THE EXERCISE ▸ Update the records below so that every occurrence of "Query" becomes "Prompt". Change nothing else.
==== RECORDS TO USE ====
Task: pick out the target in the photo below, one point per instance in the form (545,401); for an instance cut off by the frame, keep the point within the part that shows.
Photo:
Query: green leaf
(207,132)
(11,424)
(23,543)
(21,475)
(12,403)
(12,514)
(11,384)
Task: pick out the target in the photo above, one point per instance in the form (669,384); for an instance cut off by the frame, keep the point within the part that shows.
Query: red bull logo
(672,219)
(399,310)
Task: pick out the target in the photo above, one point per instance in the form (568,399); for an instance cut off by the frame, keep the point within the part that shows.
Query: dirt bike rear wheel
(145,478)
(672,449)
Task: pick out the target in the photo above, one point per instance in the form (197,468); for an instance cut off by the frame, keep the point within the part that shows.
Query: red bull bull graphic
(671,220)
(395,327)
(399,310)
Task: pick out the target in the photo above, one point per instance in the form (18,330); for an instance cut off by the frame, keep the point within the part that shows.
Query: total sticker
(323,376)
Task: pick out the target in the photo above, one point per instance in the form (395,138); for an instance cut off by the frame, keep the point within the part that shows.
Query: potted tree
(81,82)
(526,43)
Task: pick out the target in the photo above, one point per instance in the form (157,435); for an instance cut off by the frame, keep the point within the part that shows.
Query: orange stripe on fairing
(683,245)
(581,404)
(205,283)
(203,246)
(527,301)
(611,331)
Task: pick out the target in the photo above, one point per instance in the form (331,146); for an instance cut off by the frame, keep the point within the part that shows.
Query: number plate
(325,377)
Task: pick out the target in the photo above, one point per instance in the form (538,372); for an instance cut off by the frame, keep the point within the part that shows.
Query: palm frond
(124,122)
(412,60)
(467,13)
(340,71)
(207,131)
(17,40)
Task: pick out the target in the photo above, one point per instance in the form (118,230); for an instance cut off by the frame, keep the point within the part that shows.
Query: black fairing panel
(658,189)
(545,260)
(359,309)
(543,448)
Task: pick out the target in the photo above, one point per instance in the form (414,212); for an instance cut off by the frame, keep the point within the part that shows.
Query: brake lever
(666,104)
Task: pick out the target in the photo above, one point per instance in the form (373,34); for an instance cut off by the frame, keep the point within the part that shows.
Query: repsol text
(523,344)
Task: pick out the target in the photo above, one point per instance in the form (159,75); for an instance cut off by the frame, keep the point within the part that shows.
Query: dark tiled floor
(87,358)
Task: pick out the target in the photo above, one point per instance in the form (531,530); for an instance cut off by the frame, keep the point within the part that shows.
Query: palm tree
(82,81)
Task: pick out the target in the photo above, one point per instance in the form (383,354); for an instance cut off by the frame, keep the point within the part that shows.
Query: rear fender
====
FULL ANSWER ▸
Task: pick out the target in the photo below, one point per instance in the form (545,401); for an instance cut off by the frame, keep the point within the part that shows.
Photo:
Prompt: green leaf
(207,132)
(11,424)
(23,543)
(21,475)
(12,403)
(12,514)
(11,384)
Task: pick out the target in the photo above, one point per instance in the form (669,384); for an instance cut off by the frame, keep the point within the part that shows.
Prompt: red bull logo
(672,219)
(399,310)
Task: pick out the target in the photo above, one point per instance in the form (568,399); for an instance cut off by the frame, keep the point within the part that shows.
Prompt: dirt bike rear wheel
(145,478)
(672,449)
Task: pick out the target in the photo above, one point per instance in the form (197,468); for an instance cut off by the frame, keep the point within the part that shows.
Prompt: red bull bull graphic
(671,220)
(395,327)
(399,310)
Task: pick out the target in the photo above, one point per instance in the form (18,330); for an instance cut off by the frame, keep the point within the part that shows.
Prompt: total sticker
(323,376)
Task: pick out the target in the photo above, one point per instance in the form (395,138); for an instance cut off by the frame, keep the point within the part that shows.
Prompt: potted tree
(81,82)
(526,43)
Task: pick out the target in the photo above, one point per instance in the form (157,435); for an instance cut off by the frame, keep the point within the part that shows.
Prompt: orange stripe on fairing
(683,245)
(581,404)
(205,283)
(203,246)
(527,301)
(611,331)
Task: pick out the target in the photo above, one point per instance in the form (331,146); for an instance cut off by the frame, keep the point within the part that shows.
Prompt: number plate
(325,377)
Task: pick out the target in the photo above, one point per instance in the form (538,372); for an instance cut off by the frame, keep the point within the part that shows.
Prompt: palm frond
(124,122)
(412,60)
(467,13)
(340,71)
(207,131)
(17,40)
Task: pick out the target in the photo above, one point per instance in the form (118,230); for an instance cut off by the frame, keep the point within the part that shows.
Prompt: black fairing panel
(658,189)
(545,260)
(359,309)
(543,448)
Task: pick out the target in the photo above, one point per instance in the form (414,212); for an instance cut off by the frame, keep the point within the part that shows.
Prompt: brake lever
(666,104)
Task: pick out the target in the photo above, one point per instance in the form (373,34); for an instance cut off by the frame, keep the point within the part that shows.
Prompt: repsol text
(523,344)
Task: pick out the target in the photo above, one point per instance in the form (159,75); for an instance cut off by the frame, keep the point within the part that shows.
Prompt: dark tiled floor
(87,358)
Task: pick out the target in the photo above, one point per instance in the form (531,530); for an instance cut off by the frame, keep the point within the part that shows.
Prompt: palm tree
(82,81)
Task: pick out the target in the photo above, one point per instance in the form (383,354); for an instance cut off by the frame, keep the point within the part that shows.
Prompt: rear fender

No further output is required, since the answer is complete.